Return, word for word, only the lines of the data below that lie between the line with "of purple trousers" and the line with "instance of balcony", those two lines included.
SUPPLIED DATA START
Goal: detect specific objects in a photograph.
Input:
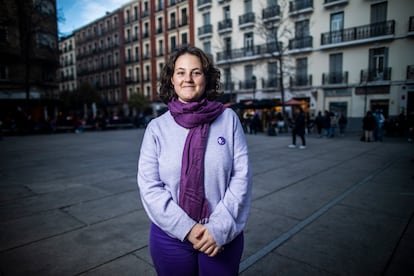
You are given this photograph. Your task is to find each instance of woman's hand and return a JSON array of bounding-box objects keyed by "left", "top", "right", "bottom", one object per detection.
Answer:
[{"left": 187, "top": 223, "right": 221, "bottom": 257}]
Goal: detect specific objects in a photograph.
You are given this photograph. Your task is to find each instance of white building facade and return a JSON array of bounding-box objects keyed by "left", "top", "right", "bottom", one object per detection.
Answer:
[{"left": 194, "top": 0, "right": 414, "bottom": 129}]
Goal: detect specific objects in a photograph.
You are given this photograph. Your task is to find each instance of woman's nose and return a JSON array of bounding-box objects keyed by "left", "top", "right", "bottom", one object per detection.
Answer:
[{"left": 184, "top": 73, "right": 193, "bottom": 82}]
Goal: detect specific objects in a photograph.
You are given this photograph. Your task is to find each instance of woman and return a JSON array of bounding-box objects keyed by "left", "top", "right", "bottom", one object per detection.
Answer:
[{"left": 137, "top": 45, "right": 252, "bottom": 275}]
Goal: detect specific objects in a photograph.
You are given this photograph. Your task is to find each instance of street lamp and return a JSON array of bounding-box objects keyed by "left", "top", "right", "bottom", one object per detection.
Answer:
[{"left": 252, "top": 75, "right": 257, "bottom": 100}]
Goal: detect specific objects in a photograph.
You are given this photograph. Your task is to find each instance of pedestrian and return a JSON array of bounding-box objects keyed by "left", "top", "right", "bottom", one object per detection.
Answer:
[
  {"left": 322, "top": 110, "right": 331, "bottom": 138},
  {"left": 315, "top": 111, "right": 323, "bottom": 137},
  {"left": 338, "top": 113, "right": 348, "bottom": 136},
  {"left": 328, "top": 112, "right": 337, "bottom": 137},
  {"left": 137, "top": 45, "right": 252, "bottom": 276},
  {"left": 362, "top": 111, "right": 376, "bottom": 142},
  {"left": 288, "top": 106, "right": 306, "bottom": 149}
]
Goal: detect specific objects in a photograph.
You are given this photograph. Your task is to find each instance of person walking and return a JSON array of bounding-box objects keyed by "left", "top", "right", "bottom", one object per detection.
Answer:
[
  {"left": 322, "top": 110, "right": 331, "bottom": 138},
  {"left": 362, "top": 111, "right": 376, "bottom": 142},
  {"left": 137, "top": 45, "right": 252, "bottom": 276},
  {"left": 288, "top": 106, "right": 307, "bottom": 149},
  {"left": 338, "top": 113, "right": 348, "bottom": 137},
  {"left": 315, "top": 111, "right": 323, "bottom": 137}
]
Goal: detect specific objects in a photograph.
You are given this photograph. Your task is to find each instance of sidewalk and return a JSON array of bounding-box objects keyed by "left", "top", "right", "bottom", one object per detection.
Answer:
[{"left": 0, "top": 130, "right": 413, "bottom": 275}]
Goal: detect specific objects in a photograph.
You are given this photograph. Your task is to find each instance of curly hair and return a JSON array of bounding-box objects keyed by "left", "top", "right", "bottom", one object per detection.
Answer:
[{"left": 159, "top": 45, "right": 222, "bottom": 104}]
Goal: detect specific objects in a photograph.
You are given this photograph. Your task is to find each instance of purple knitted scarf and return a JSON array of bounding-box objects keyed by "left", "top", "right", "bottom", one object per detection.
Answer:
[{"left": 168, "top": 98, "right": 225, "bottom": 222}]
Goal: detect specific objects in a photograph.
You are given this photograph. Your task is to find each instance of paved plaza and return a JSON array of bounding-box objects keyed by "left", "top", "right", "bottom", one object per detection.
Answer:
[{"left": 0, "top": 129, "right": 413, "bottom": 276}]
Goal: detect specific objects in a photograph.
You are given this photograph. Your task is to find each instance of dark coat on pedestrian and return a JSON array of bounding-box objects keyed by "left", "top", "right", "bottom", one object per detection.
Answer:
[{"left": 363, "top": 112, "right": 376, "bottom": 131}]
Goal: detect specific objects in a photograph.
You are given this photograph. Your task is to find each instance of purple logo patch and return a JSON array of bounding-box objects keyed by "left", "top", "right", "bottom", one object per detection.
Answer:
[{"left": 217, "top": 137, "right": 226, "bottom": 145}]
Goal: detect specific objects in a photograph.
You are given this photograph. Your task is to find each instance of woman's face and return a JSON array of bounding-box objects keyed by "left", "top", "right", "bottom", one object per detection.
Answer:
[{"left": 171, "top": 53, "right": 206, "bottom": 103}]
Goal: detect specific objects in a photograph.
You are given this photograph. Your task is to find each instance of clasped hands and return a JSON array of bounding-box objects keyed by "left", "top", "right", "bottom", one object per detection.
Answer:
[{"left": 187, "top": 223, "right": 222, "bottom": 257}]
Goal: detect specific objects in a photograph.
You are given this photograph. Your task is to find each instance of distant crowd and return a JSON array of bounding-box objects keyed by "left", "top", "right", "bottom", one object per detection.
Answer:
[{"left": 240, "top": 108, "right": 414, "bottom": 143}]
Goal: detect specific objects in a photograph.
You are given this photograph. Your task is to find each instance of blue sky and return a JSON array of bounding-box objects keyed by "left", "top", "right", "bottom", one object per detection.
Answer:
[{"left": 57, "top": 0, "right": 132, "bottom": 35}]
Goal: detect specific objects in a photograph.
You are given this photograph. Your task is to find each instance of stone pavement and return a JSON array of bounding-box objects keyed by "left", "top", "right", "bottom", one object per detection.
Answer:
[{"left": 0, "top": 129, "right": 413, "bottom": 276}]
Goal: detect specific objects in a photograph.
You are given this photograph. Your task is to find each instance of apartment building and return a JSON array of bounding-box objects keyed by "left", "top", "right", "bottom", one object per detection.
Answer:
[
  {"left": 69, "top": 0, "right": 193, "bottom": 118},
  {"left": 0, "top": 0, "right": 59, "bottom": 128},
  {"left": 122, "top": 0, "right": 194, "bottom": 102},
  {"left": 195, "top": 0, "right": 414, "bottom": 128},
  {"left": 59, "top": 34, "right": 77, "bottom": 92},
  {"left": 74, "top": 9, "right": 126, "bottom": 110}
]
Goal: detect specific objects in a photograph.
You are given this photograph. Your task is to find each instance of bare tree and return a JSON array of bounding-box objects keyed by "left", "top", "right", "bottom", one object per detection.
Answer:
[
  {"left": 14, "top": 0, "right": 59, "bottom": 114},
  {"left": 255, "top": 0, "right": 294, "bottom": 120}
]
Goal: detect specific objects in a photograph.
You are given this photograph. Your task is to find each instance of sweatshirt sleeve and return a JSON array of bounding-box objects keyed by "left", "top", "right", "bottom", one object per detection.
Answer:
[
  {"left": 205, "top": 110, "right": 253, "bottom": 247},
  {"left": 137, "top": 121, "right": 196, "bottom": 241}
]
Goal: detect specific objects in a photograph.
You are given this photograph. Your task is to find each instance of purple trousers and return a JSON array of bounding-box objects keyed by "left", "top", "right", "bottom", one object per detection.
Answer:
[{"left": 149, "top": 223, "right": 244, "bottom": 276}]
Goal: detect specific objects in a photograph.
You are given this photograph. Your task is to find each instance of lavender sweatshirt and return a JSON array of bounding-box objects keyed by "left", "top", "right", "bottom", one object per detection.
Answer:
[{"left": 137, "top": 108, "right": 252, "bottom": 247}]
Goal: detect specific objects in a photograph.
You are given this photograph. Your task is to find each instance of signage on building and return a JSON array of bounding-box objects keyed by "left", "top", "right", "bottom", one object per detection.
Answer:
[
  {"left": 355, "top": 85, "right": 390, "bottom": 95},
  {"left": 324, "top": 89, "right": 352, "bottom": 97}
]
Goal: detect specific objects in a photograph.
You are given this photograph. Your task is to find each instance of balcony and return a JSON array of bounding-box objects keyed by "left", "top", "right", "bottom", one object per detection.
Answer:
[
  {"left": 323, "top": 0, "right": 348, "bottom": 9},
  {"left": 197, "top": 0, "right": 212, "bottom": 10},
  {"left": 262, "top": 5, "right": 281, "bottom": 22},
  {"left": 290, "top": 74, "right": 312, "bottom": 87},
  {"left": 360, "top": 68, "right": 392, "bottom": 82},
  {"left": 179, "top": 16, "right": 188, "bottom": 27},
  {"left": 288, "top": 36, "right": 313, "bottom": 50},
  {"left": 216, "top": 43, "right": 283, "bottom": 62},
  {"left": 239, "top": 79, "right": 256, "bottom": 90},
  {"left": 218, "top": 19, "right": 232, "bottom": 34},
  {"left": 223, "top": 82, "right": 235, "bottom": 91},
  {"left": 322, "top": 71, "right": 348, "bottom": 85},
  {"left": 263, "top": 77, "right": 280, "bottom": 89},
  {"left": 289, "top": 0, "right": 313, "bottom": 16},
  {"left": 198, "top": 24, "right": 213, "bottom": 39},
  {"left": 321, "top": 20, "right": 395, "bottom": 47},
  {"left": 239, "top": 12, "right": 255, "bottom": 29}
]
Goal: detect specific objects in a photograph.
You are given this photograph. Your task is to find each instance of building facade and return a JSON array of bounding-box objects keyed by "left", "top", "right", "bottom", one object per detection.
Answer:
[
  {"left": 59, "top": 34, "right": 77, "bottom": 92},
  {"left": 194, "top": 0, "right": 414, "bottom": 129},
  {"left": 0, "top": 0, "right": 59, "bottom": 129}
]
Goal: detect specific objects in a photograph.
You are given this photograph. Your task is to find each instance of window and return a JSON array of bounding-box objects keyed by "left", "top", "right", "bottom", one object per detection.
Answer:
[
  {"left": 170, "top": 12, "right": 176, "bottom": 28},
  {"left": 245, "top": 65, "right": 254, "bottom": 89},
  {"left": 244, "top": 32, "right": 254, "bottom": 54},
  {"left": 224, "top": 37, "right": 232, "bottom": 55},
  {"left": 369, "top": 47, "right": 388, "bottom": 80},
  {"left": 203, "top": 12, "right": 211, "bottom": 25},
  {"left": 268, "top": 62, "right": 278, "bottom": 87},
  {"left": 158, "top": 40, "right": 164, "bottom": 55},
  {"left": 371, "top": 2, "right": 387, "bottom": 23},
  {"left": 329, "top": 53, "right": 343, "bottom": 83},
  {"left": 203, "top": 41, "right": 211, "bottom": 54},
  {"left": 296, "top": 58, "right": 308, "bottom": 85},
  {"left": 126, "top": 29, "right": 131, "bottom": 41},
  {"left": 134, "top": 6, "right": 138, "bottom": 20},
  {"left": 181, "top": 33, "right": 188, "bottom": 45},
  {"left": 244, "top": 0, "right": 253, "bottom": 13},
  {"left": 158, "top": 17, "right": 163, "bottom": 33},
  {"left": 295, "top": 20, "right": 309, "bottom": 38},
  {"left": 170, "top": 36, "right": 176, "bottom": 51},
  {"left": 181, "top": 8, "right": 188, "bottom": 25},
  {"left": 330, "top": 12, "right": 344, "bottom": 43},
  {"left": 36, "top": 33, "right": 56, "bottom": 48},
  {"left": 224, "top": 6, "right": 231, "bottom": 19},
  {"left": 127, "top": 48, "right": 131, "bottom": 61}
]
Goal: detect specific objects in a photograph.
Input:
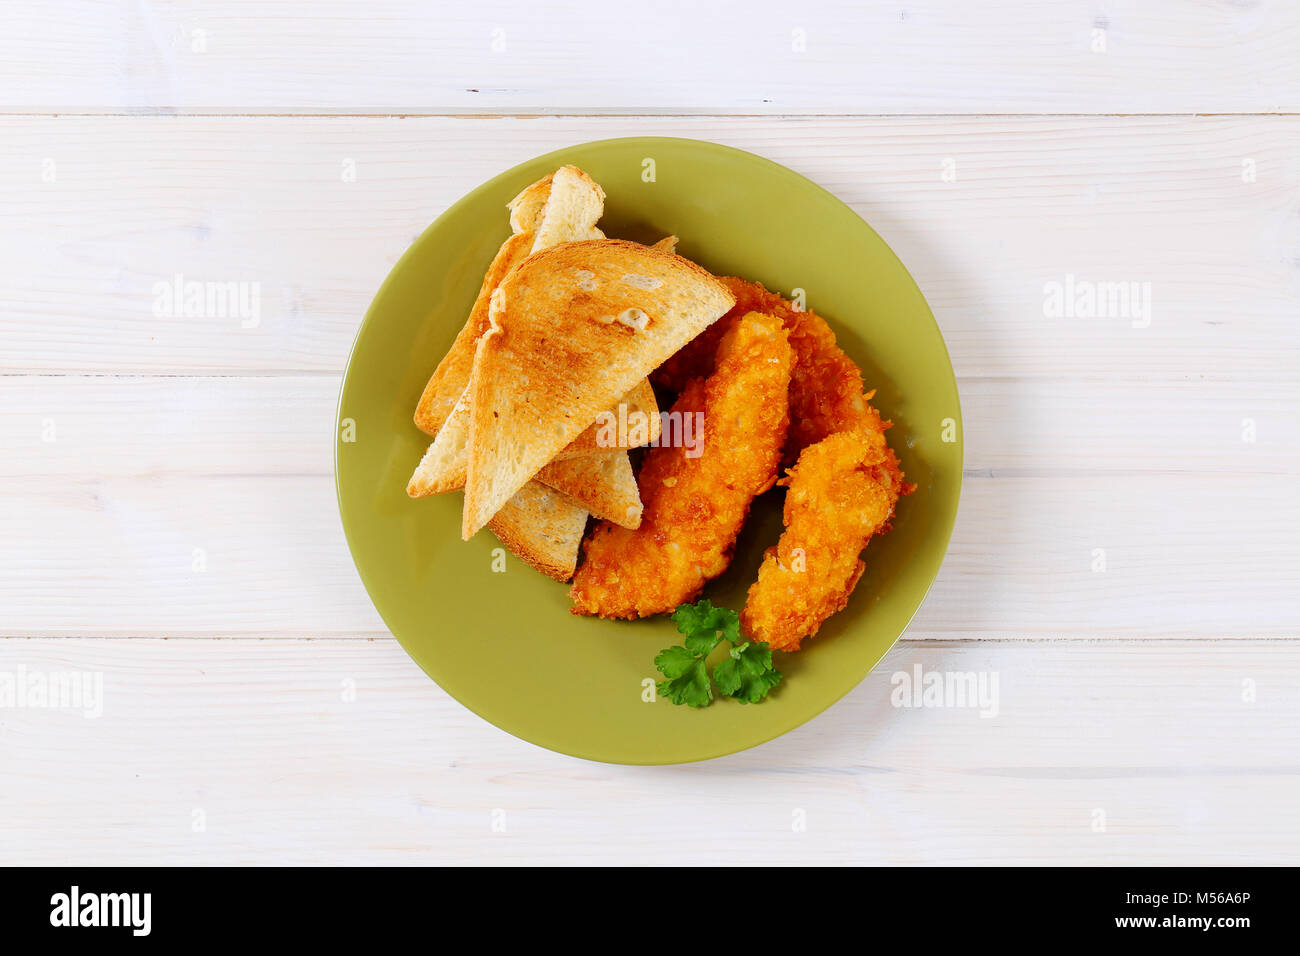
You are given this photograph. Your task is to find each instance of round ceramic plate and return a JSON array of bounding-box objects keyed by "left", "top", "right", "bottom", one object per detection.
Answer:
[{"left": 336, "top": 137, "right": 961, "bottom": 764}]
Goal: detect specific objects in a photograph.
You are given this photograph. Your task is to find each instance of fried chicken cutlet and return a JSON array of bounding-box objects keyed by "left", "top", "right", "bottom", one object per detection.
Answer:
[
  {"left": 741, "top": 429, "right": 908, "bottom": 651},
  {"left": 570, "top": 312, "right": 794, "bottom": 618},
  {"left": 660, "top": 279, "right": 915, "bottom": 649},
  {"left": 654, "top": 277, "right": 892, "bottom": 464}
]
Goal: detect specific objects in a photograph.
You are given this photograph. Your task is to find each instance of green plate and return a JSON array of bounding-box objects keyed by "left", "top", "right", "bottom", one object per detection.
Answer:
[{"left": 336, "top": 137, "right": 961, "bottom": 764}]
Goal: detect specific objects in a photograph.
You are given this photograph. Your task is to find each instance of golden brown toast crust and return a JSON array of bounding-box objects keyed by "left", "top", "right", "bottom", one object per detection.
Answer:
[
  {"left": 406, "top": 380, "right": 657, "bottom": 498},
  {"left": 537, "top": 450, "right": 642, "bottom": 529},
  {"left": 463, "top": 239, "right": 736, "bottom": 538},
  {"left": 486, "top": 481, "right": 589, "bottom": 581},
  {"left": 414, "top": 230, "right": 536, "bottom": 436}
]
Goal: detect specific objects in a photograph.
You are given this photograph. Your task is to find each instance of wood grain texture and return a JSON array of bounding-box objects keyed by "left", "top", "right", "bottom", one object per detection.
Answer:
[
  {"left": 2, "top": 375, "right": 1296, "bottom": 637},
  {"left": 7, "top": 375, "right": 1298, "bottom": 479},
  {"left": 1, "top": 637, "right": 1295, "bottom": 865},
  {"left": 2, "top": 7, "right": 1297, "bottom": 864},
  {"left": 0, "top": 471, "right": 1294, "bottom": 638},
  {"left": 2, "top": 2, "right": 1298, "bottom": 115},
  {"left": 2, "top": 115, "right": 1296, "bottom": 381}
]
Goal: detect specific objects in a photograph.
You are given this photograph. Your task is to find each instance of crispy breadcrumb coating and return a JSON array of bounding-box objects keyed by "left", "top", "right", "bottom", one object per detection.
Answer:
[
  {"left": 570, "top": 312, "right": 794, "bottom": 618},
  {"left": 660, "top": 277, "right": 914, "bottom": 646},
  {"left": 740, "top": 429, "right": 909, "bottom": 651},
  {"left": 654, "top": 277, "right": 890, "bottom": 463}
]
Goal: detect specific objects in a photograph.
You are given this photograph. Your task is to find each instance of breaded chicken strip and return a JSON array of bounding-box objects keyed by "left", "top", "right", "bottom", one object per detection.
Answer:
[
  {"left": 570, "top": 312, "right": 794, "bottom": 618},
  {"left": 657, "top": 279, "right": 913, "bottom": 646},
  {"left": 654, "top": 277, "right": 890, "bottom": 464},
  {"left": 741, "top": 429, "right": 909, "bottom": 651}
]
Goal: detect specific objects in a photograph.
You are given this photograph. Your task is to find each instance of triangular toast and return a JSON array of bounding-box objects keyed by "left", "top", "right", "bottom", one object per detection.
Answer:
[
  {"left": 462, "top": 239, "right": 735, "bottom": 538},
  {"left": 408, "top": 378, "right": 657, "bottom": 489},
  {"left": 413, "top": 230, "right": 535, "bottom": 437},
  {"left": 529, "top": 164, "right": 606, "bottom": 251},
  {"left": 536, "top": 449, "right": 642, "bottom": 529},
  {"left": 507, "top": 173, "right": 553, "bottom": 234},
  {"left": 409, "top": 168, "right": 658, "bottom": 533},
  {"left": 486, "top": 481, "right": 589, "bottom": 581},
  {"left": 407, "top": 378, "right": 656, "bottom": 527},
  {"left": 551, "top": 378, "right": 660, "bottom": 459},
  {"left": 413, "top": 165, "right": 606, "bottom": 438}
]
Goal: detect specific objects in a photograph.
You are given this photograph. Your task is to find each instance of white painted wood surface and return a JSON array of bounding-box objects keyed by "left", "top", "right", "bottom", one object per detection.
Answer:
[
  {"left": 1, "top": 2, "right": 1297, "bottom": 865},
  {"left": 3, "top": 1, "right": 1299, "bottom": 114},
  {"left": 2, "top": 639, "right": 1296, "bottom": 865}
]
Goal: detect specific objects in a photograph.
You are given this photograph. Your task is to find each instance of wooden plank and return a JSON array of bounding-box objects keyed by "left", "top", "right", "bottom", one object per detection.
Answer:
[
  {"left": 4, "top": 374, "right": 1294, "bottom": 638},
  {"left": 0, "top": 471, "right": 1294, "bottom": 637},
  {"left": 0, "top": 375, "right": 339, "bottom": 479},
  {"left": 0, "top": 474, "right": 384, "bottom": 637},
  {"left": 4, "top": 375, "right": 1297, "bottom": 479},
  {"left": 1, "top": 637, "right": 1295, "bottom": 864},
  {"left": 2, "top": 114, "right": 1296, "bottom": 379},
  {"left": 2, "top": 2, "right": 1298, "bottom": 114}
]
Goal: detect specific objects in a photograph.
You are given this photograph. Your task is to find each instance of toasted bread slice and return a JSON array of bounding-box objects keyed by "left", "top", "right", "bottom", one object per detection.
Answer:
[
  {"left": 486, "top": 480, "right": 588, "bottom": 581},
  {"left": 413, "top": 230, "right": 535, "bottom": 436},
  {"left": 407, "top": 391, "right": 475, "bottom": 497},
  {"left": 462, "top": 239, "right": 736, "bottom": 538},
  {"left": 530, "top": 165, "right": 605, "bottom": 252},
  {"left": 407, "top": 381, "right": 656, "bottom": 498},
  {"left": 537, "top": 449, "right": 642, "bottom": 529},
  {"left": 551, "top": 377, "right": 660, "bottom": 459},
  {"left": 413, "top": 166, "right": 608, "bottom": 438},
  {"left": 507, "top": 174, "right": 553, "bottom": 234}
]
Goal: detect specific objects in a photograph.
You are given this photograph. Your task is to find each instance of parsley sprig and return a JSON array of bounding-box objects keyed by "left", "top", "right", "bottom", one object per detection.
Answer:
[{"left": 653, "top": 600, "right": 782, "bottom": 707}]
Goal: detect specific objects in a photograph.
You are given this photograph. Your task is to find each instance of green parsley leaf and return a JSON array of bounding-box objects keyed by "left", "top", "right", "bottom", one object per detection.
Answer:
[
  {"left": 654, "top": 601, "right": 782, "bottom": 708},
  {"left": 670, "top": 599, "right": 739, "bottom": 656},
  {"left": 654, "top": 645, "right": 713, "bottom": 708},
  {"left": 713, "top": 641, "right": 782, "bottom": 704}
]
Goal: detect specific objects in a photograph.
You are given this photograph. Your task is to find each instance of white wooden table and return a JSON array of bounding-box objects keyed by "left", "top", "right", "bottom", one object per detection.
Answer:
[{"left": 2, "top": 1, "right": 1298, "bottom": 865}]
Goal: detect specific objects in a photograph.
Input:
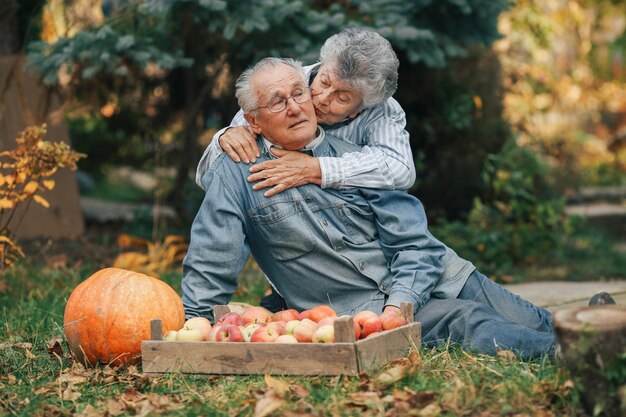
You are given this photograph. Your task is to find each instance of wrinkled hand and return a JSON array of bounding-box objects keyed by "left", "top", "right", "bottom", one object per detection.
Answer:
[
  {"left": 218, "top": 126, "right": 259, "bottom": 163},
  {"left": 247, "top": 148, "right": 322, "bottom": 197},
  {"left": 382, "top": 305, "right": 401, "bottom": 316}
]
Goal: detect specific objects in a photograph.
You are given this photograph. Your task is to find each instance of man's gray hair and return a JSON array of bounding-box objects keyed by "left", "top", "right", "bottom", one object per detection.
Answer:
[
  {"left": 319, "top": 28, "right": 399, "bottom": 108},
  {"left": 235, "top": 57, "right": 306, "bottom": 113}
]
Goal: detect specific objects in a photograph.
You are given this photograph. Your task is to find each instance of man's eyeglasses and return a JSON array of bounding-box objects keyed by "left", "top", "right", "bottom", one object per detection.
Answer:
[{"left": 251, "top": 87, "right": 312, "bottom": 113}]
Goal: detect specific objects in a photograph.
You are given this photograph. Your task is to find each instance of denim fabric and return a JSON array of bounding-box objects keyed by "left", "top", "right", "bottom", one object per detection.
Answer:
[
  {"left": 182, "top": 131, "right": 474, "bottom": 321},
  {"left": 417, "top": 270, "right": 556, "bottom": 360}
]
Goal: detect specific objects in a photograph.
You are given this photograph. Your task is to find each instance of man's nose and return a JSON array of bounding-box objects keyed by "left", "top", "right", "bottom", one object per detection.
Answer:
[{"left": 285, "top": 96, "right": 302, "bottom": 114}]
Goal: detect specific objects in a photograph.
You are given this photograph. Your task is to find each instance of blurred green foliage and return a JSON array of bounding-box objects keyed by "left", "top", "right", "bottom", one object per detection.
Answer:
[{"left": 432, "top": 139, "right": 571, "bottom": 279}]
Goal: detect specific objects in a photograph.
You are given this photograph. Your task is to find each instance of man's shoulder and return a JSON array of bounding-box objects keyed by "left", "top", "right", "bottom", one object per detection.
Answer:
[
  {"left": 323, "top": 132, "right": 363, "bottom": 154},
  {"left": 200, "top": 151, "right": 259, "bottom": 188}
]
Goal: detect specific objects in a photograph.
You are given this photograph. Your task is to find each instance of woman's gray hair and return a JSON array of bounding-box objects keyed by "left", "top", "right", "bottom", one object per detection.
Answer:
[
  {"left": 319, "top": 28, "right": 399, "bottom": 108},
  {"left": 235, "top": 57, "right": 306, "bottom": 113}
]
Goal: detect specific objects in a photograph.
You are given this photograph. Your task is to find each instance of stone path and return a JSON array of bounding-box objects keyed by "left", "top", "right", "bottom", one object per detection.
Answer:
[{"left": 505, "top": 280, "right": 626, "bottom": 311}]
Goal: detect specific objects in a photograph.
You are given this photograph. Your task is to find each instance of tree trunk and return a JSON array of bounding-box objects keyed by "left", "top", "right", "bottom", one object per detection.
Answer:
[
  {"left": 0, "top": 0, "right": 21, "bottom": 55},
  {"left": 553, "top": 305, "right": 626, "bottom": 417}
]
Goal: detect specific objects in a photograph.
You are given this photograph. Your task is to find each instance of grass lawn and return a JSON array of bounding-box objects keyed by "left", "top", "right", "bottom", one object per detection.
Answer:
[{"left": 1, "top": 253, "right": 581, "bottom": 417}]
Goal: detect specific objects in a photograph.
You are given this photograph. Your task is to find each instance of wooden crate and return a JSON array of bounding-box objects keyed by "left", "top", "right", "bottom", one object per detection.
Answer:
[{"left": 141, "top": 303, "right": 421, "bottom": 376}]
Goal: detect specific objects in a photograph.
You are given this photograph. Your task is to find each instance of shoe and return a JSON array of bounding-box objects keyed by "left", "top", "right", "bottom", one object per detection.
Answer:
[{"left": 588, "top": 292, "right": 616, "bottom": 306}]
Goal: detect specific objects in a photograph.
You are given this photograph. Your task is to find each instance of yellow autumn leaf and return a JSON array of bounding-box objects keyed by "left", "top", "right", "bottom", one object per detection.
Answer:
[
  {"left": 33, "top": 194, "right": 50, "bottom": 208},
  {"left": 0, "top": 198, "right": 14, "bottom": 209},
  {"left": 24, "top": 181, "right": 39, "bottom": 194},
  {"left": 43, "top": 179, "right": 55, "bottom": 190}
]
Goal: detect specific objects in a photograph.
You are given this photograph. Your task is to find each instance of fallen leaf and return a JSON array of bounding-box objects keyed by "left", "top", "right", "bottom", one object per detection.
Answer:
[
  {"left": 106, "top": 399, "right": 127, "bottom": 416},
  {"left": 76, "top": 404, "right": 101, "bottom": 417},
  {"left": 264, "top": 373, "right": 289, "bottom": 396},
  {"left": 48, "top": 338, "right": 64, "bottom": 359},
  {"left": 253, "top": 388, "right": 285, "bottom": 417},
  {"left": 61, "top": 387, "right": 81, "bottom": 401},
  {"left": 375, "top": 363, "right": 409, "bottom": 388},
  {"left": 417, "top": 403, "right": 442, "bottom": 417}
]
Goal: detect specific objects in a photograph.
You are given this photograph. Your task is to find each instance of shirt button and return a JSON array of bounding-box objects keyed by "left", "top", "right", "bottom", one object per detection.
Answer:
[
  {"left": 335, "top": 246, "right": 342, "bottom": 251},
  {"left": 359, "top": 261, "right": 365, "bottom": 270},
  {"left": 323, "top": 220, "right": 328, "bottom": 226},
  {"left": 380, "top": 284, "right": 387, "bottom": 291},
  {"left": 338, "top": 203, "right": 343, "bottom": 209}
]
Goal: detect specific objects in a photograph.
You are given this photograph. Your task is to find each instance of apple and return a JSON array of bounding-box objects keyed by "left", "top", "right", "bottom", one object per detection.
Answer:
SUPPLIED DATA END
PROBLEM SOLUTION.
You are given this photograph. Your task is to find each instance of purple trousers and return a JSON array of bounding-box objects keyed by "left", "top", "right", "bottom", one object per detection.
Answer:
[{"left": 149, "top": 223, "right": 244, "bottom": 276}]
Goal: detect specific objects in a photograph.
You are given this photograph. Your task is to find each instance of lavender sweatshirt and return a JSON array of bounding-box objects keyed by "left", "top", "right", "bottom", one object per detection.
Answer:
[{"left": 137, "top": 108, "right": 252, "bottom": 247}]
Goal: detect specific objects in a photograph.
You are given this photograph. Your task is to find each instance of signage on building and return a JSON array of bounding-box objects keyed by "left", "top", "right", "bottom", one object per detection.
Answer:
[
  {"left": 355, "top": 85, "right": 390, "bottom": 95},
  {"left": 324, "top": 89, "right": 352, "bottom": 97}
]
Goal: detect specific objects in a photograph.
You are given this photograph. Your task is to find each instance of balcony and return a JSON array of bounding-box objects keyed by "left", "top", "right", "bottom", one object per detection.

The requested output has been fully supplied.